Selon moi, c’est donc ici
Sartre qui aurait raison : « la mort n’est jamais ce qui donne son
sens à la vie ». Pas davantage, d’ailleurs, la mort n’abolit-elle le sens
de notre passage sur cette terre- Comment la mort ôterait-elle toute
signification à la vie humaine? La mort
n’a aucune prise réelle sur le sens, qui relève seulement de la vie.
Il me paraît donc tout à fait
absurde de prétendre que la mort serait « le moment culminant de notre
vie, son couronnement, ce qui lui confère sens et valeur. » Des exemples
comme ceux du savant Albert Einstein ou du poète Henri Michaux viennent
immédiatement à l’esprit; ils sont morts dans une chambre d’hôpital, en
présence seulement d’un membre du personnel soignant. Sauf erreur, les ultimes
paroles d’Einstein se sont perdues à jamais parce qu’il les aurait prononcées
en Allemand, langue que son infirmière américaine ne comprenait pas.
En quoi les derniers moments
aussi mal « réussis » changeraient-ils quelque chose à notre
compréhension et à notre appréciation des deux existences et des deux œuvres
concernées? Pour moi, la réponse ne fait aucun doute.
Ces deux morts peu brillantes
ne sont que des péripéties secondaires, anecdotiques et contingentes, dans des
vies qui demeurent incontestablement riches, remarquables, créatrices et bien
remplies.
De tels exemples, il en est
des milliers et des milliers, sans aucun doute. Il n’y a donc pas de raison de
croire à une affirmation comme celle-ci : « une personne se révèle
tout entière dans sa manière de mourir».Seule une sorte de déformation
professionnelle propre à ceux qui accompagnent sans cesse des mourants me
paraît propre à expliquer une telle erreur. En effet, que ce soit dans notre
vie personnelle ou dans le cas de personnages célèbres, il ne nous vient
généralement pas à l’esprit de nous enquérir des conditions exactes ayant
entouré les derniers moments. Je sais que le pianiste Dinu Lipatti est mort à
trente sept ans d’une leucémie, mais j’ignore comment se sont déroulés ses
ultimes instants. Cela ne me donne aucunement l’impression de ne pas pouvoir le
connaître véritablement. L’ami avec lequel je m’entendais très bien au travail
a été emporté par un cancer foudroyant, mais je n’ai jamais cherché à savoir
précisément comment il était mort (d’un arrêt cardiaque, je crois), sans
m’inquiéter pour autant de ne pas pouvoir le comprendre à cause de cette
lacune, tant il est vrai qu’une personne ne se révèle que dans l’ensemble de sa
vie.

☆ ☆ ☆ ☆ ☆

__Liste des tâches__.
1. D'après le passage sur la mort et le sens de la vie, de quelle maladie le pianiste Dinu Lipatti est-il mort ?
2. Recopiez le passage sur la mort et le sens de la vie en commençant aux mots « Selon moi, c’est » et en vous arrêtant après les mots « ne comprenait pas. ».
3. Poursuivez le passage sur la mort et le sens de la vie à partir de l'endroit où il s'arrête.

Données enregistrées
☆ ☆ ☆ ☆ ☆

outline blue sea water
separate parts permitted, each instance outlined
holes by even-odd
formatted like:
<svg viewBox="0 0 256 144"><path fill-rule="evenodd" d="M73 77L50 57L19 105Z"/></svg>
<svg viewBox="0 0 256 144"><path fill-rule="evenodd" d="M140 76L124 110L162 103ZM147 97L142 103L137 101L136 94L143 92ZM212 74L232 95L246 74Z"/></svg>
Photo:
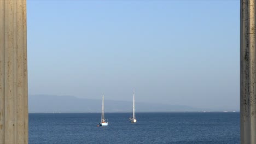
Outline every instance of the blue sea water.
<svg viewBox="0 0 256 144"><path fill-rule="evenodd" d="M29 143L240 143L238 112L30 113Z"/></svg>

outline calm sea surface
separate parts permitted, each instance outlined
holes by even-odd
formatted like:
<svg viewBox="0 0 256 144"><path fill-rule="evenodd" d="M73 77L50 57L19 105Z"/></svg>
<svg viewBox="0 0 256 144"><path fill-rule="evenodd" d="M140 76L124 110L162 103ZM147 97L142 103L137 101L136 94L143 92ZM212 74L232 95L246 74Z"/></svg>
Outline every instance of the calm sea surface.
<svg viewBox="0 0 256 144"><path fill-rule="evenodd" d="M240 113L30 113L29 143L240 143Z"/></svg>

☆ ☆ ☆ ☆ ☆

__Corrigé des exercices__.
1. D'une leucémie.

2.
Selon moi, c’est donc ici
Sartre qui aurait raison : « la mort n’est jamais ce qui donne son
sens à la vie ». Pas davantage, d’ailleurs, la mort n’abolit-elle le sens
de notre passage sur cette terre- Comment la mort ôterait-elle toute
signification à la vie humaine? La mort
n’a aucune prise réelle sur le sens, qui relève seulement de la vie.
Il me paraît donc tout à fait
absurde de prétendre que la mort serait « le moment culminant de notre
vie, son couronnement, ce qui lui confère sens et valeur. » Des exemples
comme ceux du savant Albert Einstein ou du poète Henri Michaux viennent
immédiatement à l’esprit; ils sont morts dans une chambre d’hôpital, en
présence seulement d’un membre du personnel soignant. Sauf erreur, les ultimes
paroles d’Einstein se sont perdues à jamais parce qu’il les aurait prononcées
en Allemand, langue que son infirmière américaine ne comprenait pas.

3.
Le mourant voit, dans
beaucoup de cas, son univers se réduire aux dimensions d’une chambre, d’un lit.
C’est une première forme de la fin de son monde qui, avant de sombrer, rétrécit
comme une peau de chagrin. Sa marge d’autonomie, de contrôle et d’action
volontaire diminue parallèlement. En cas de coma, elle disparaît complètement.
Mais s’il doit apprendre peu
à peu à lâcher prise et s’adapter à ces conditions de vie minimales, cela ne
signifie pas nécessairement de la part du patient une totale passivité. Il lui
reste presque toujours une certaine marge, plus ou moins étroite, d’activité et
de jugement, de sensation et de communication, de vie intérieure et
d’initiative.
On n’échappe pas à la mort.
On n’en triomphe pas non plus. On y recourt ou on la subit, et c’est toujours
tant bien que mal.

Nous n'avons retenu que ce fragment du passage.